• [OBJECTIVE]: Write out word for word the section of the passage on North Korea's cryptocurrency thefts that opens with the words containing "North Korea’s stolen" and closes with "NBC News reported.".

• [TEXT SHOWN]:
------------------------------
North Korea’s stolen crypto this year totaled $720 million and is 51% more than North Korea’s then-record $1.3 billion take in 2024. It raises to $6.75 billion its total in cryptocurrency thefts in recent years, according to a report released on Thursday by blockchain data provider Chainalysis.
Much of this year’s stolen cryptocurrency occurred when hackers working for North Korea’s hacking team in February pilfered some $1.5 billion worth of mostly ethereum cryptocurrency from Dubai-based exchange Bybit, NBC News reported.
The $1.5 billion Bybit theft set a world record for the most stolen in a single incident.
The North Korean hackers operate from the relative safety of a nation that mostly is closed to the outside world.
“It’s very difficult to stop, because there’s an asymmetry where they’re in general so cut off from the world and such a rogue state,” Matt Pearl, Center for Strategic and International Studies’ director of its Strategic Technologies Program, told NBC News.
------------------------------
• [SUPPLIED ENTRIES]:
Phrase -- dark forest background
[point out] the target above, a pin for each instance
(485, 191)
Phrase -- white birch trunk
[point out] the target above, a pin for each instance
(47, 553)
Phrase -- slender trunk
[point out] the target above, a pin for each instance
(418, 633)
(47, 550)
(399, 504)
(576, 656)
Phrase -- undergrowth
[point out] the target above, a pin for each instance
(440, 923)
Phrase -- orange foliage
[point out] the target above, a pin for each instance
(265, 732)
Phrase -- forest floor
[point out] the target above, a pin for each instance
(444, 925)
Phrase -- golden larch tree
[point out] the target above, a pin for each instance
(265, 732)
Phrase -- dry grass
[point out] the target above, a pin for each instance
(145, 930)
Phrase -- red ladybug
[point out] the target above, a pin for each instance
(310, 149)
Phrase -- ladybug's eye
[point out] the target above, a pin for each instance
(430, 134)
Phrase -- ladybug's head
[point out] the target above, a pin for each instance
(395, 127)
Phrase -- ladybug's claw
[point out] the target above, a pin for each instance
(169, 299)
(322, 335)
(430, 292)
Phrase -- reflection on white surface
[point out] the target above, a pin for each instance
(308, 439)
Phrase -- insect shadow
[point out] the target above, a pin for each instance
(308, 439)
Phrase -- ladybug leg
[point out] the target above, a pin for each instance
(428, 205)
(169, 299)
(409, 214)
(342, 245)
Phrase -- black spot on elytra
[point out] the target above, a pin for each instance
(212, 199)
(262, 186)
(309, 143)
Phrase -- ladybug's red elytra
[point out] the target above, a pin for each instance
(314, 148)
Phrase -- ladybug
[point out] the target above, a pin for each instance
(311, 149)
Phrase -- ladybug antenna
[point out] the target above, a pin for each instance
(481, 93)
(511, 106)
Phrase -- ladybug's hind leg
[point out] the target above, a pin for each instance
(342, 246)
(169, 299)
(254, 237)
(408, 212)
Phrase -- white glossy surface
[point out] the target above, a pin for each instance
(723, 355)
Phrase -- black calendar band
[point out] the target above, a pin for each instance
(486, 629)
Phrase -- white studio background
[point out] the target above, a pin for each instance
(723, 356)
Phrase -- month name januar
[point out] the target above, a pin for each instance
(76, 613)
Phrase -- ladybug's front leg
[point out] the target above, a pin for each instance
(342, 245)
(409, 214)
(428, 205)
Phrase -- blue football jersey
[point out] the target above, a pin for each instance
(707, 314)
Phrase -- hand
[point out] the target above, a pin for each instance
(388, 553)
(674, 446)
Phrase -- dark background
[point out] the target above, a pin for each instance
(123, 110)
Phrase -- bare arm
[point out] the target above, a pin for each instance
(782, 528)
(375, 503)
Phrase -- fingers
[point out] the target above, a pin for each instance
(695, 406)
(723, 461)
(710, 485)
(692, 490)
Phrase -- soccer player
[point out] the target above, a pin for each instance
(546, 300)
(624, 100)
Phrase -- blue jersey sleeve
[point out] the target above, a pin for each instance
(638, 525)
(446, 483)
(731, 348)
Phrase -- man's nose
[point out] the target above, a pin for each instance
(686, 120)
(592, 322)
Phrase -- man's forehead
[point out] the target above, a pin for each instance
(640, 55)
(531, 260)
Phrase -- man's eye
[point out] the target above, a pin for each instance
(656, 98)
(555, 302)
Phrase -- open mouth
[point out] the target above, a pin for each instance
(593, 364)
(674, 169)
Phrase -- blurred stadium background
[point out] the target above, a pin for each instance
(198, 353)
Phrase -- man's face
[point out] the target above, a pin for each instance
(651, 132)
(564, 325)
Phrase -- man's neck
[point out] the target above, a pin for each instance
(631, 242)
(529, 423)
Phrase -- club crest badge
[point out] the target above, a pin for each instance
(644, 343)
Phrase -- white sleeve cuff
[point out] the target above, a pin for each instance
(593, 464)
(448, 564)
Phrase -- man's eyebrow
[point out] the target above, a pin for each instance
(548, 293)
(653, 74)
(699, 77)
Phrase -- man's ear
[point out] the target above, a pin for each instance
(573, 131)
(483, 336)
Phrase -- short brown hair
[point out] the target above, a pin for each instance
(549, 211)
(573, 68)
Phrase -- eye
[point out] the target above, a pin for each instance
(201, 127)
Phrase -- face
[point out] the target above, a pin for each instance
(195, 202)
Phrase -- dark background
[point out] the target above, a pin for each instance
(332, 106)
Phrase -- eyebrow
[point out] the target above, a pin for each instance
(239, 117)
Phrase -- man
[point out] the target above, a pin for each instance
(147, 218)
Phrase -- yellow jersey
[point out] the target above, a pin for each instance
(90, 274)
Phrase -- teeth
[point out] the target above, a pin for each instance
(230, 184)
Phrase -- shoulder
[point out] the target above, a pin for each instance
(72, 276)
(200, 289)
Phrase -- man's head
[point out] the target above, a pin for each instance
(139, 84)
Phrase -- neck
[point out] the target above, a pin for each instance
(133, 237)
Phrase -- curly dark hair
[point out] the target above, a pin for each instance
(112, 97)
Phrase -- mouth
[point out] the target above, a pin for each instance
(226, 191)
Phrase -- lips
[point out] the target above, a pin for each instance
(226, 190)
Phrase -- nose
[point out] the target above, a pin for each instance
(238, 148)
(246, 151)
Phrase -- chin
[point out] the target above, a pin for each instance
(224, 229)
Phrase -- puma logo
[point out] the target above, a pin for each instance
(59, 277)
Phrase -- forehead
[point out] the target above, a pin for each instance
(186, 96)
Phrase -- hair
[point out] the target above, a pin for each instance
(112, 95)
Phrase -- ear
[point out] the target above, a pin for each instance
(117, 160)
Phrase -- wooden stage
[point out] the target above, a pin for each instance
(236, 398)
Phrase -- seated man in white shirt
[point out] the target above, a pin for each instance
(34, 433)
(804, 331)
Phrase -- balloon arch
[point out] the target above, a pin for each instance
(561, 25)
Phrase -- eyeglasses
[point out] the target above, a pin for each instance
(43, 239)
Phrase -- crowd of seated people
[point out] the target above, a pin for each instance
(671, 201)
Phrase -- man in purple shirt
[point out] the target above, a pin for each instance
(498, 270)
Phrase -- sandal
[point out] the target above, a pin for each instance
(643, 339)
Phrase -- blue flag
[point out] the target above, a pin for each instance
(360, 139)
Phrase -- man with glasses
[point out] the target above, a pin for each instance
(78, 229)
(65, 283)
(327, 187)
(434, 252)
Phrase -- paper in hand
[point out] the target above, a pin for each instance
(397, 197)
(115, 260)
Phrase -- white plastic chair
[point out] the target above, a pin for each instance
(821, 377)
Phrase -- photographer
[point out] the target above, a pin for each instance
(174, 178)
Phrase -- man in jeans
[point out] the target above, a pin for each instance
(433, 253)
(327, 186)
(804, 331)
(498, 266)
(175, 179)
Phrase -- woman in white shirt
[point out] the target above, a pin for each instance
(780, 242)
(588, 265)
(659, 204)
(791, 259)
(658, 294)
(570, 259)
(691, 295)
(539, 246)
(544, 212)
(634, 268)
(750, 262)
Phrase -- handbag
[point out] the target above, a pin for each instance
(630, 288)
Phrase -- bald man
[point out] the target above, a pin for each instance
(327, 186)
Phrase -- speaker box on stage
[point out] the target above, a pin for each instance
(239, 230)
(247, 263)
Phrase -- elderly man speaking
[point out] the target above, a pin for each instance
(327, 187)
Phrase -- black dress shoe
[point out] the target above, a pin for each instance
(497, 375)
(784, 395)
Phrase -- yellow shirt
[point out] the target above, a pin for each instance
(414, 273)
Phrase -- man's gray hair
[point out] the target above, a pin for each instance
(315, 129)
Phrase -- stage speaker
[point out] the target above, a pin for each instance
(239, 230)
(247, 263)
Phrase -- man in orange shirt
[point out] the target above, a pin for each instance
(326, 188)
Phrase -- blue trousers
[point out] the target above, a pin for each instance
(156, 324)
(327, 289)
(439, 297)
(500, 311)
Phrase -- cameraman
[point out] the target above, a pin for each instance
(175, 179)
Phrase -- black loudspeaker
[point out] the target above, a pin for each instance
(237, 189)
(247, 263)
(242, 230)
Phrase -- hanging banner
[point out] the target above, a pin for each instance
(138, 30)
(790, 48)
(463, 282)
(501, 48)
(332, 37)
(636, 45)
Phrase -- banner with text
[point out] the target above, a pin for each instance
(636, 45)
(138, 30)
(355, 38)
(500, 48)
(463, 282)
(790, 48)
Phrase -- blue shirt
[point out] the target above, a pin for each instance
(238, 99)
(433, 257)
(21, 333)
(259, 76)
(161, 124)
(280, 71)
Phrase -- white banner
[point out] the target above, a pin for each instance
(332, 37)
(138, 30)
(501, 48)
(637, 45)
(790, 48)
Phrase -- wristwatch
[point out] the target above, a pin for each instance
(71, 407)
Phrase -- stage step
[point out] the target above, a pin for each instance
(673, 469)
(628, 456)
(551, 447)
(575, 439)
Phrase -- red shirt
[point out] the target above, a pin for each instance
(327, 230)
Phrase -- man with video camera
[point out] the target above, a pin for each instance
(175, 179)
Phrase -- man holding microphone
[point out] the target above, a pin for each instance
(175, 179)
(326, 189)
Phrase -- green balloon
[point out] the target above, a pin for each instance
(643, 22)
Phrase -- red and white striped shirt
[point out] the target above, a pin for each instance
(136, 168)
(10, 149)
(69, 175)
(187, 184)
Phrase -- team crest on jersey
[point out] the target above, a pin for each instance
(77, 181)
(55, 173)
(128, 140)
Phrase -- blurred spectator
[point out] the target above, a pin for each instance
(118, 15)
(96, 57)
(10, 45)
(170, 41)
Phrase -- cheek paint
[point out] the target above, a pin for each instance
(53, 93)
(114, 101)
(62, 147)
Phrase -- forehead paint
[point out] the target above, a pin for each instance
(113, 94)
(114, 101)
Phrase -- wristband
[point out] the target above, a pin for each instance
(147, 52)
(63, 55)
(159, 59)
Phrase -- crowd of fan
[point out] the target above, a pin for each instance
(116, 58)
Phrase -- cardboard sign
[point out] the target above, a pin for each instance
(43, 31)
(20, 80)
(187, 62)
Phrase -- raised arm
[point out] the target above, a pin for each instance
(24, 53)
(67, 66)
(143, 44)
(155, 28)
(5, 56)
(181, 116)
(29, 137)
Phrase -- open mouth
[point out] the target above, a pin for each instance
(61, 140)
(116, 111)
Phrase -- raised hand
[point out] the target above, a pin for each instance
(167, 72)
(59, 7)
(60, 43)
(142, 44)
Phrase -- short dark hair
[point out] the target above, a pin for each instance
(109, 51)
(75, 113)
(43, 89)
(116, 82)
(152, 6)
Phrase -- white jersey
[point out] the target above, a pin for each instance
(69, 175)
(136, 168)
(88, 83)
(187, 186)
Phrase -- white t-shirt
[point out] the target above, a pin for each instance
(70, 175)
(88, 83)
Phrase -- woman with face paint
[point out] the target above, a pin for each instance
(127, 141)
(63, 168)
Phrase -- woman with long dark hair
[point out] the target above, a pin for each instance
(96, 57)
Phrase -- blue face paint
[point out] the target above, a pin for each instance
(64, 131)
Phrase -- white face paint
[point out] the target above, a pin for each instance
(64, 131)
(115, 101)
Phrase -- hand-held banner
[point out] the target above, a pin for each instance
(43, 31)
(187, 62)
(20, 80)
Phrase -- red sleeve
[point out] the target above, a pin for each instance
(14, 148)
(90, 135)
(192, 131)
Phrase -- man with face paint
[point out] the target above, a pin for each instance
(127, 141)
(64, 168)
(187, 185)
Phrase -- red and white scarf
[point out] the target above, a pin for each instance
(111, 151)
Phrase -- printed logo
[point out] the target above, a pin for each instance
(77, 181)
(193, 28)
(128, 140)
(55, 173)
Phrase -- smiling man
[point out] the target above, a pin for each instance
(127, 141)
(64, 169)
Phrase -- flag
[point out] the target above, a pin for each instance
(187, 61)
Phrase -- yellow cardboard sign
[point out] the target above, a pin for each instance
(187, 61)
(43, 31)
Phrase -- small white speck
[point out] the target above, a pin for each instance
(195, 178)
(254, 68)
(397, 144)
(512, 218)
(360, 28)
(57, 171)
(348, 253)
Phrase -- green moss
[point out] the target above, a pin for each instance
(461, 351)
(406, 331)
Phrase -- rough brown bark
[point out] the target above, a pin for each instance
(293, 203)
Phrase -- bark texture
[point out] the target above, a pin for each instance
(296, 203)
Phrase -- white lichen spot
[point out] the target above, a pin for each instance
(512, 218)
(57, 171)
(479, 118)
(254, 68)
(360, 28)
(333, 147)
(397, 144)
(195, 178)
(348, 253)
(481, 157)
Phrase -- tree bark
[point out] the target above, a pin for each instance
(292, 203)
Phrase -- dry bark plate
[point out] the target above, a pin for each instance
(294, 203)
------------------------------
• [FINAL RESULT]:
North Korea’s stolen crypto this year totaled $720 million and is 51% more than North Korea’s then-record $1.3 billion take in 2024. It raises to $6.75 billion its total in cryptocurrency thefts in recent years, according to a report released on Thursday by blockchain data provider Chainalysis.
Much of this year’s stolen cryptocurrency occurred when hackers working for North Korea’s hacking team in February pilfered some $1.5 billion worth of mostly ethereum cryptocurrency from Dubai-based exchange Bybit, NBC News reported.